◆ **Page**:
Feeling Overwhelmed? Go Back To SWOT

May 30, 2017 | Garret Norris

Running your own business while rewarding, is an extremely challenging endeavor. Most of the times, entrepreneurs have to deal even with the most minuscule aspect of their business such as customer service and staff scheduling. On a larger scale, business owners have to manage cash flow, staff issues, new technologies, as well as government interventions and new economic regulations. Because of these complexities, business owners tend to overwork, which ultimately result to stress and even depression.

However, when done right, owning a business can also give benefits that a 9-5 job will never be able to provide. When the aforementioned aspects are managed properly and effectively, it will give your more time for yourself and your family, more time and attention on activities that will grow your business, and ultimately financial success.

◆ **Dataset content**:

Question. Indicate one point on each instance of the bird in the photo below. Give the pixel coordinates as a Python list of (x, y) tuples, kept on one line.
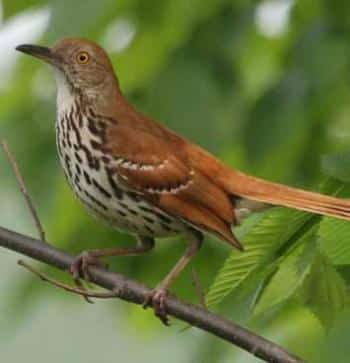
[(143, 178)]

◆ **Task requirements**: Rewrite the stretch of the SWOT article from "Running your own" through "and even depression.", replacing "business owners" with "company owners" wherever it occurs.

◆ **Reply to the task**:
Running your own business while rewarding, is an extremely challenging endeavor. Most of the times, entrepreneurs have to deal even with the most minuscule aspect of their business such as customer service and staff scheduling. On a larger scale, company owners have to manage cash flow, staff issues, new technologies, as well as government interventions and new economic regulations. Because of these complexities, company owners tend to overwork, which ultimately result to stress and even depression.